**WRITTEN EXERCISE A**
Extract every line of the records below that contains the string "construction", matching case exactly.

**EXTRACTED TEXT**
BEGIN

Red and Black fucked around with this message at 02:02 on Jan 19, 2017

Red and Black
Sep 5, 2011

evilweasel posted:

that's a dumb argument by a dumb person

who cares what my interests are, regardless of if you know them or not, they don't change what's right or not it just lets you try to weasel out of being wrong
Who gets prosecuted and who doesn't matters because a system that applies one set of rules to the powerful and another set to those who oppose them doesn't actually have a "rule of law".

I don't personally care if the NSA surveillance program was legal under US law or not because I look at the matter from a moral, not a legal perspective. I do however find it ironic that people like you will call for Snowden's prosecution but show no interest in holding anyone involved in crimes exposed accountable. It's pretty clear hypocrisy from my perspective

Red and Black
Sep 5, 2011

Before Snowden: The Whistleblowers Who Tried To Lift The Veil

quote:

For Binney, the decision to quit the NSA and become a whistleblower began a few weeks after the terrorist attacks of Sept. 11, 2001, when he says he discovered the spy agency had begun using software he'd created to scoop up information on Americans — all without a court order.

"I had to get out of there, because they were using the program I built to do domestic spying, and I didn't want any part of it, I didn't want to be associated with it," he says. "I look at it as basically treason. They were subverting the Constitution."

Binney says he and two other NSA colleagues who also quit tried sounding the alarm with congressional committees. But because they did not have documents to prove their charges, nobody believed them. Snowden, he says, did not repeat that mistake.

END

**THE INPUT**
BEGIN

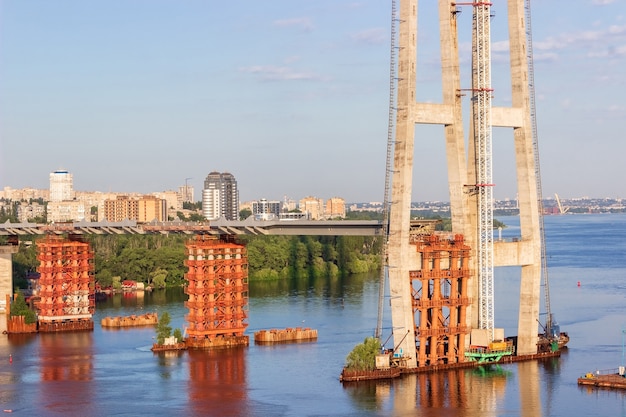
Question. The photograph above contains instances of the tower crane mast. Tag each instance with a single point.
(482, 92)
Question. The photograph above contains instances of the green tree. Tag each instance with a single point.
(178, 335)
(163, 328)
(158, 278)
(20, 308)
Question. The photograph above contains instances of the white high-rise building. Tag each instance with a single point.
(220, 197)
(61, 186)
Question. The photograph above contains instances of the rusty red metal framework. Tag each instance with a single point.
(66, 285)
(217, 280)
(440, 298)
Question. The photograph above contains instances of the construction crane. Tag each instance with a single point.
(388, 173)
(551, 328)
(482, 92)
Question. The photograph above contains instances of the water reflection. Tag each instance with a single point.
(66, 371)
(217, 382)
(469, 392)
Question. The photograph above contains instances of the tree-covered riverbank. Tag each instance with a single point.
(158, 260)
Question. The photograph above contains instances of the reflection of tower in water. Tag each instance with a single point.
(217, 382)
(469, 392)
(66, 357)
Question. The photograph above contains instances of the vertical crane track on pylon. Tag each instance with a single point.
(388, 172)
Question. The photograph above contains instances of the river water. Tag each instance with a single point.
(114, 373)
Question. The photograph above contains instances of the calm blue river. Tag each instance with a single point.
(114, 373)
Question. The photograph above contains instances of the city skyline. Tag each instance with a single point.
(290, 98)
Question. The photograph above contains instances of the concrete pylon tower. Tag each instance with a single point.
(461, 170)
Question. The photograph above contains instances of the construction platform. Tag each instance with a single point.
(288, 335)
(393, 372)
(148, 319)
(217, 342)
(610, 378)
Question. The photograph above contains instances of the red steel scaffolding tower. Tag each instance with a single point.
(218, 292)
(66, 284)
(440, 298)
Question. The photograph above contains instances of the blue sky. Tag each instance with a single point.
(291, 97)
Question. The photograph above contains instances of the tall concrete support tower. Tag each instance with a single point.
(462, 172)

END

**WRITTEN EXERCISE B**
Quote the forum thread about Snowden and the NSA above in full, word for word.

**TASK RESULT A**
Question. The photograph above contains instances of the construction crane. Tag each instance with a single point.
Question. The photograph above contains instances of the construction platform. Tag each instance with a single point.

**TASK RESULT B**
Red and Black fucked around with this message at 02:02 on Jan 19, 2017

Red and Black
Sep 5, 2011

evilweasel posted:

that's a dumb argument by a dumb person

who cares what my interests are, regardless of if you know them or not, they don't change what's right or not it just lets you try to weasel out of being wrong
Who gets prosecuted and who doesn't matters because a system that applies one set of rules to the powerful and another set to those who oppose them doesn't actually have a "rule of law".

I don't personally care if the NSA surveillance program was legal under US law or not because I look at the matter from a moral, not a legal perspective. I do however find it ironic that people like you will call for Snowden's prosecution but show no interest in holding anyone involved in crimes exposed accountable. It's pretty clear hypocrisy from my perspective

Red and Black
Sep 5, 2011

Before Snowden: The Whistleblowers Who Tried To Lift The Veil

quote:

For Binney, the decision to quit the NSA and become a whistleblower began a few weeks after the terrorist attacks of Sept. 11, 2001, when he says he discovered the spy agency had begun using software he'd created to scoop up information on Americans — all without a court order.

"I had to get out of there, because they were using the program I built to do domestic spying, and I didn't want any part of it, I didn't want to be associated with it," he says. "I look at it as basically treason. They were subverting the Constitution."

Binney says he and two other NSA colleagues who also quit tried sounding the alarm with congressional committees. But because they did not have documents to prove their charges, nobody believed them. Snowden, he says, did not repeat that mistake.